▶ **SET EXERCISE**: Reproduce the material from the line containing "Where can you spot the tractor" through the end of the material, keeping every line in place, and offset each coordinate in the answers by adding 3 to both numbers.
--- Start GIVEN RECORDS ---
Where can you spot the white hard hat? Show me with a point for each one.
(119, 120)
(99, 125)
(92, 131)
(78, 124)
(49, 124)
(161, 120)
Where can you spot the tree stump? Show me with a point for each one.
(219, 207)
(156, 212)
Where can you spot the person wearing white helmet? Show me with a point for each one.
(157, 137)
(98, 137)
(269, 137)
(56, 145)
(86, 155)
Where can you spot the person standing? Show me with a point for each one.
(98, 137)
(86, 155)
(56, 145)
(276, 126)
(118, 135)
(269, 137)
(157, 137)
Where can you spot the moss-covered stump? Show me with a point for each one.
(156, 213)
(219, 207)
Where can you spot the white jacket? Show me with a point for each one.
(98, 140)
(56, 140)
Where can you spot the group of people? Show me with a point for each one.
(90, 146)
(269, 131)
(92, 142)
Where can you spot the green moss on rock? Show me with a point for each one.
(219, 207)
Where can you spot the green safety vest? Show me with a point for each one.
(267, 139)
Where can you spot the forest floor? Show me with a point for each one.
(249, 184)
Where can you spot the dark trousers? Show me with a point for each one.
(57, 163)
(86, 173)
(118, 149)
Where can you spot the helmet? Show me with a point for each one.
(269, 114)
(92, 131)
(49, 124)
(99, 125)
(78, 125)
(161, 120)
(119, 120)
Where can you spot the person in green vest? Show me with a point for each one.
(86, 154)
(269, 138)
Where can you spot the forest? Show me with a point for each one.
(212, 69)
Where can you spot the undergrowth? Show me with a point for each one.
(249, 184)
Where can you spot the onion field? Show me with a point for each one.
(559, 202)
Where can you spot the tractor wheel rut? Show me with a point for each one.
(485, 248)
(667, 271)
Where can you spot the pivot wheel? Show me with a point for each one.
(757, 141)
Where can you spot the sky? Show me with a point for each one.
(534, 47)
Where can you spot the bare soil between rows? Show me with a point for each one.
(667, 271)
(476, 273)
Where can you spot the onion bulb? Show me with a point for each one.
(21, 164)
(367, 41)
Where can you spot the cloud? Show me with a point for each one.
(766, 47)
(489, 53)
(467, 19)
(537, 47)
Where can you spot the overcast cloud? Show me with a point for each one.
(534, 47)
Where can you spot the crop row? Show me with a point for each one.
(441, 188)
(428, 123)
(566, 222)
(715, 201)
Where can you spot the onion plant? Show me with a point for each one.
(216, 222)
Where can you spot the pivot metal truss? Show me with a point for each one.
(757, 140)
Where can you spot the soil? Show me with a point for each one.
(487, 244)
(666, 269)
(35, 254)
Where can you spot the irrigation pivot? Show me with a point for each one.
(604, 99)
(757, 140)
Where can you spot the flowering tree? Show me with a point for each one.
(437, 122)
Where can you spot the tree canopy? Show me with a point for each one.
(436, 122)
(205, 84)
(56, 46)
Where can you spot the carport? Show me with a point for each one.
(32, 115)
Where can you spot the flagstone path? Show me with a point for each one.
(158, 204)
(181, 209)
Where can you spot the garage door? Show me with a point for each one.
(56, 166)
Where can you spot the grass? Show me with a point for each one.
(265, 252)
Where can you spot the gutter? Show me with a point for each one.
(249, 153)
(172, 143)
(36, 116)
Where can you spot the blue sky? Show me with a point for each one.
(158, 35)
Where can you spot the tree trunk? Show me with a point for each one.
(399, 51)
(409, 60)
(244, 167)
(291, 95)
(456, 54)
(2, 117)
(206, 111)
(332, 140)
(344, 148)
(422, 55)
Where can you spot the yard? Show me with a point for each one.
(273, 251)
--- End GIVEN RECORDS ---
▶ **PROBLEM SOLUTION**:
Where can you spot the tractor wheel rut? Show me with a point for each one.
(488, 251)
(670, 274)
Where can you spot the pivot wheel? Show me with a point for each one.
(760, 144)
Where can you spot the sky? Show me with a point for each one.
(537, 50)
Where can you spot the bare soil between rows? Show me with a point for each one.
(670, 274)
(479, 276)
Where can you spot the onion bulb? Show me with a point for each one.
(24, 167)
(370, 44)
Where can you spot the cloud? Show me with a point for each one.
(769, 50)
(492, 56)
(470, 22)
(540, 50)
Where can you spot the overcast cloud? Show me with a point for each one.
(537, 50)
Where can you spot the crop row? Show me with a point for each one.
(444, 191)
(431, 126)
(569, 225)
(718, 204)
Where can you spot the onion plant? Show me with a point for each one.
(219, 225)
Where can you spot the pivot metal truss? Show me with a point for each one.
(760, 143)
Where can you spot the soil? Show me with a point for each one.
(490, 247)
(669, 272)
(38, 257)
Where can you spot the irrigation pivot? Show me with a point for each one.
(607, 102)
(760, 143)
Where can you spot the flowering tree? Show me with a point for each one.
(440, 125)
Where can you spot the tree canopy? Show me with a point for each one.
(439, 125)
(208, 87)
(59, 49)
Where can you spot the carport? Show me with a point for each one.
(35, 118)
Where can you spot the flagstone path? Show me with a point for each one.
(161, 207)
(184, 212)
Where can you spot the garage door? Show me with a point for each one.
(59, 169)
Where can you spot the grass? Show me with a point for each one.
(268, 255)
Where can you spot the gutter? Show me with a point for each one.
(252, 156)
(175, 146)
(39, 119)
Where can you spot the blue sky? Show me with a point for each one.
(161, 38)
Where can you spot the tree trunk? Show me with a point for each one.
(402, 54)
(412, 63)
(247, 170)
(294, 98)
(459, 57)
(5, 120)
(209, 114)
(335, 143)
(347, 151)
(425, 58)
Where can you spot the yard? Show me with a point for each one.
(276, 254)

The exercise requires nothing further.